Stored entries:
_ _ _ _ _
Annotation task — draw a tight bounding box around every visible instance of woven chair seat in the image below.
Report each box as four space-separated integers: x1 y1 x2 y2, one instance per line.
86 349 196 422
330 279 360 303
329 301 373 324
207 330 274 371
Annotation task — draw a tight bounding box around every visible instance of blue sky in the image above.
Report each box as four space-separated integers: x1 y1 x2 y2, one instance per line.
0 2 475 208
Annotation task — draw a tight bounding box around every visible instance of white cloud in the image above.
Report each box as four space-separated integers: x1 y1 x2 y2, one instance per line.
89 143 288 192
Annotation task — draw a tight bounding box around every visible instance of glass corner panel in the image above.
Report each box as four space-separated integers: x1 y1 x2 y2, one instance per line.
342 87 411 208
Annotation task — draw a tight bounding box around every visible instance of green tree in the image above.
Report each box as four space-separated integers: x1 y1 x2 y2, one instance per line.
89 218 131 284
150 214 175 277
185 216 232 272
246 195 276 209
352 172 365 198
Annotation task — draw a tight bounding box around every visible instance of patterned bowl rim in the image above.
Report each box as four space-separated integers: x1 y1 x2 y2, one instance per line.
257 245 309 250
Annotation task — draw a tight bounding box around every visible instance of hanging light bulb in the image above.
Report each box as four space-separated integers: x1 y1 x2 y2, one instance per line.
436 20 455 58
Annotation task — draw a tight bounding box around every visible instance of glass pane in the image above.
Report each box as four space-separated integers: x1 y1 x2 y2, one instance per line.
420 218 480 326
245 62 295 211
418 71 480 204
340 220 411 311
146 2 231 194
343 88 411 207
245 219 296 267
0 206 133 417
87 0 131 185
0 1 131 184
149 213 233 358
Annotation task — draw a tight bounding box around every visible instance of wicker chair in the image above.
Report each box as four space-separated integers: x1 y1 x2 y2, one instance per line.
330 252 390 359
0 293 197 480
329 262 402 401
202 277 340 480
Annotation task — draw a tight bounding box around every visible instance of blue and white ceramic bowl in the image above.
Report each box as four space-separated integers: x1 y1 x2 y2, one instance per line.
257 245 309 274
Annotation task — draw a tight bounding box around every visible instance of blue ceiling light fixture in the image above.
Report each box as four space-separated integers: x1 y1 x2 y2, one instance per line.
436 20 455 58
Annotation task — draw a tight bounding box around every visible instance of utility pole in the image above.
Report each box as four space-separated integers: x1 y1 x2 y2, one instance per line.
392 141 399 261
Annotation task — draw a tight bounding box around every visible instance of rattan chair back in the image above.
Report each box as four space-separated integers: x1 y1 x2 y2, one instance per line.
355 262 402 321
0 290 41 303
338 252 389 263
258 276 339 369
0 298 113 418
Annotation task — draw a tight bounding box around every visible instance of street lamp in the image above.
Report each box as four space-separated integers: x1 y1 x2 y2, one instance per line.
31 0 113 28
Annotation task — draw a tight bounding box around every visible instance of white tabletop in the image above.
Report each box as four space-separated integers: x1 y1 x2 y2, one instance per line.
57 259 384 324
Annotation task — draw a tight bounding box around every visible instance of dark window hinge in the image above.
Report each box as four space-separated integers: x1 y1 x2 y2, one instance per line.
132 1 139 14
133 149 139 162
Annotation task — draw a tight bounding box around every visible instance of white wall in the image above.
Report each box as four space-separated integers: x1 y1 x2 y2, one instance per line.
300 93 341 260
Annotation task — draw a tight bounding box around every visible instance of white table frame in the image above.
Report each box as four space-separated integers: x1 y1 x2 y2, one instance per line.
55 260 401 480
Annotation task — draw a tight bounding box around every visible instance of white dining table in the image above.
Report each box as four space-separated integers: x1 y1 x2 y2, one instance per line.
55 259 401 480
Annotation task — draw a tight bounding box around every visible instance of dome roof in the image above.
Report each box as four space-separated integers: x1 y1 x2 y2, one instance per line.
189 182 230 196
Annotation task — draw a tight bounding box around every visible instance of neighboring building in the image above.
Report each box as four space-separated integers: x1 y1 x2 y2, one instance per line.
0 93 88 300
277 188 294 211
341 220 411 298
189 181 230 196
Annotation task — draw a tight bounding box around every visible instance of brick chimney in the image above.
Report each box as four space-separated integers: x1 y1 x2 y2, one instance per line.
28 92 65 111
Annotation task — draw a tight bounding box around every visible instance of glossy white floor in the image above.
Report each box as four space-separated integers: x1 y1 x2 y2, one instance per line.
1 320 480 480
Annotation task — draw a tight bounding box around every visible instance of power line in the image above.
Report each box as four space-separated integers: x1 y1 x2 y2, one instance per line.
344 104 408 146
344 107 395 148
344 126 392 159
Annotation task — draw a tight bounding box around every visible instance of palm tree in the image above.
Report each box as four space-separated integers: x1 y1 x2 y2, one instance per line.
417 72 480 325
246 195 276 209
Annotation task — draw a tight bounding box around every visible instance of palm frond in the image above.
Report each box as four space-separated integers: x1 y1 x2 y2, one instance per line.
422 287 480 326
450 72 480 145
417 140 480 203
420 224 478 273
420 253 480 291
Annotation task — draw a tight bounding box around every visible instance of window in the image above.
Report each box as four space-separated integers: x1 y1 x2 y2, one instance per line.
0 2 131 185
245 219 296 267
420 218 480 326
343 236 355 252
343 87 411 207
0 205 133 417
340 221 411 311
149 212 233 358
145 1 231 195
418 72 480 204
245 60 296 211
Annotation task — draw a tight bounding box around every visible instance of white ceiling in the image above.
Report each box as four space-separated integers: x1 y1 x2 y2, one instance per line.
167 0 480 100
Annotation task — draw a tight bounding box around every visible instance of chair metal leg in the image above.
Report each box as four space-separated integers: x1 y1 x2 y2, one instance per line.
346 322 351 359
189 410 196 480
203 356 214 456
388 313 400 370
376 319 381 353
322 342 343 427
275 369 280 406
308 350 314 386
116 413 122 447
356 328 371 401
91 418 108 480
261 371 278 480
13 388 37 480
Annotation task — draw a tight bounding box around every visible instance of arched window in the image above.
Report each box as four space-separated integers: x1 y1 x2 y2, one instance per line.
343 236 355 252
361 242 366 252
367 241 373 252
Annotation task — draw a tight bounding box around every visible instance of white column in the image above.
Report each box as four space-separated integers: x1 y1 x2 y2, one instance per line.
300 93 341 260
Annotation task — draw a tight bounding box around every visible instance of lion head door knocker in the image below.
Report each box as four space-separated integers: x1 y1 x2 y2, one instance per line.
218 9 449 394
_ _ _ _ _
About this task: The response should consist of the entries, retyped exactly and in full.

Answer to this exercise:
Annotation task — draw a tight bounding box around every visible instance of woven chair seat in the image below.
Report each box as four space-separated integers: x1 y1 x2 y2, one instance per line.
86 349 196 422
330 279 360 303
329 301 373 324
207 330 274 371
Annotation task — draw a tight bounding box around every visible instance of blue sky in the image above.
Report each box as four space-separated integers: x1 y1 x2 y2, one instance per line.
0 2 475 208
Annotation task — draw a tight bounding box around every visible instance of white cloud in the image above.
Report each box as four space-separated integers: x1 y1 x2 y2, one instance per line.
89 143 288 192
Annotation task — draw a tight bounding box around every visible instance of glass corner panel in the image above.
Report each box as four space-separated integers: x1 y1 x2 y2, one instance per line.
342 87 411 208
Annotation task — draw a tight bounding box around every visible instance of green tree in the image above.
Report each box as four space-separated integers: x1 y1 x2 y2, one instance per line.
89 218 131 284
150 214 175 277
185 216 232 272
246 195 276 209
352 172 365 198
Annotation task — draw a tight bounding box around every visible instance of patterned bowl rim in the image above.
Report each box as four space-separated integers: x1 y1 x2 y2, one instance per line.
257 245 309 250
Annotation task — draw a tight bounding box around every visible instance of hanging light bulb in the image above.
Report each box as four space-separated integers: x1 y1 x2 y2, one instance per line.
436 20 455 58
Annotation task — draw a tight bounding box around every visible instance of glass pane in the image above.
Report each box as four space-separated integers: x1 y1 x2 y2, one instance per line.
420 218 480 326
245 62 295 211
418 71 480 204
340 220 411 311
146 2 231 194
343 88 411 207
245 219 296 267
0 206 133 417
87 0 131 185
0 1 131 184
149 213 233 358
Annotation task — draw a tight bounding box around every visible instance of wicker chair in the image above.
Report each box as four space-separated integers: x1 y1 x2 y2, one instance per line.
330 252 390 359
0 293 197 480
329 262 402 401
202 277 340 480
Annotation task — draw a tight bounding box around every visible instance of blue and white ceramic bowl in the image above.
Report each box as four space-separated integers: x1 y1 x2 y2, one instance per line.
257 245 309 274
Annotation task — draw a tight bounding box around every visible instance of blue ceiling light fixture in the image above.
Report each box as four space-separated integers: x1 y1 x2 y2, one instance per line.
436 20 455 58
Annotation task — draw a tight bounding box around every visible instance of utility pole in the image above.
Report each box as four space-separated integers: x1 y1 x2 y2, one instance per line.
392 141 399 261
Annotation task — draw a tight bounding box around every visible instance of rattan chair back in the image above.
Report each box as four space-separated integers: x1 y1 x2 y2, one instance per line.
355 262 402 321
0 290 41 303
338 252 389 263
258 276 339 369
0 298 113 418
Annotation task — draw a tight bounding box around every visible instance of street lamp in the image above.
Report each box as four space-separated integers: x1 y1 x2 y2, one instance per line.
31 0 113 28
Annotation task — draw a tight bounding box around every visible instance of white tabletop in the image above.
Report each box as four space-separated integers: x1 y1 x2 y2, one instance per line.
57 259 384 324
Annotation task — draw a tight bounding box around every visible instance of dark window hinge in the image above.
Report each box as four space-separated integers: x1 y1 x2 y2, one instance per line.
132 1 139 14
133 149 139 162
Annotation task — draw a tight bounding box around every visible instance of white wall in the image above.
Report each box as four space-separated integers: x1 y1 x2 y2, one instance per line.
300 93 341 260
Annotation task — draw a tight bounding box around every visible instance of white table frame in the image above.
Report each box as four space-separated integers: x1 y1 x2 y2, one instance per line.
55 260 401 480
Annotation task — draw a tight bounding box around every visible instance of white dining table in the image above.
Report each box as four space-separated integers: x1 y1 x2 y2, one instance per line.
55 259 401 480
Annotation task — draw a tight bounding box around every visible instance of dome roof in the image above.
Report each box as four space-separated integers: x1 y1 x2 y2, one instance per line.
189 182 230 196
Annotation task — draw a tight bounding box around every visible instance of neighboring building in the image above.
Report each box as four space-separated integers: x1 y1 x2 y2, one instance per line.
0 93 88 300
277 188 294 211
341 220 411 298
189 181 230 196
Annotation task — draw a tight bounding box around every visible instance of brick chimney in the image above.
Report each box as four space-separated integers: x1 y1 x2 y2, one instance per line.
28 92 65 111
Annotation task — draw a tight bounding box around every visible instance of glossy white floor in the image above.
Report each box as four space-separated integers: x1 y1 x2 y2, one instance per line.
1 320 480 480
Annotation task — draw a tight bounding box around every visible instance of power line in the image above.
Report each box as four space-separated integers: x1 y1 x2 y2, one instance per line.
344 104 408 146
344 107 395 148
344 126 392 159
Annotation task — draw a tight bounding box around every visible instance of palm tree in the image above.
Report each box as four space-separated integers: x1 y1 x2 y2, one instance per line.
417 72 480 325
246 195 276 209
Annotation task — draw a tight bounding box around every visible instance of palm frond in the image above.
Report each box as four space-separated integers: x1 y1 x2 y2, one instance per line.
422 287 480 326
450 72 480 145
417 140 480 203
420 224 478 273
420 253 480 291
Annotation task — draw a tight bounding box around every visible instance of window in the image above.
Report each box as four space-separated integers: x1 y1 x2 y2, one instance per line.
0 2 131 185
245 219 296 267
420 218 480 326
343 236 355 252
343 87 411 207
0 205 133 417
340 221 411 311
149 212 233 358
145 1 231 195
418 72 480 204
245 60 296 211
Annotation task — draw a tight bounding box around every visible instance of white ceiling in the image above.
Report each box as four space-separated integers: x1 y1 x2 y2, one instance per line.
167 0 480 100
Annotation task — draw a tight bounding box around every visible instance of chair metal leg in the image above.
Report each box as four space-separated integers: x1 y1 x2 y2, one instance per line.
346 322 351 359
189 410 196 480
203 356 214 456
388 313 400 370
376 319 381 353
322 342 343 427
275 369 280 406
308 350 314 386
116 413 122 447
356 328 371 401
91 418 108 480
261 371 278 480
13 388 37 480
Annotation task — draw a tight bounding box around every visible instance of arched window in the image above.
Report each box as four space-separated integers: x1 y1 x2 y2, one instance per line.
343 236 355 252
361 242 366 252
367 241 373 252
Annotation task — draw a tight bounding box around every visible instance of white column in the image above.
Report each box as four space-separated integers: x1 y1 x2 y2, one instance per line.
300 93 341 260
Annotation task — draw a tight bounding box around every visible instance of lion head door knocker in the image below.
Report each box as four space-separated integers: x1 y1 x2 y2, one instance per line.
218 9 449 394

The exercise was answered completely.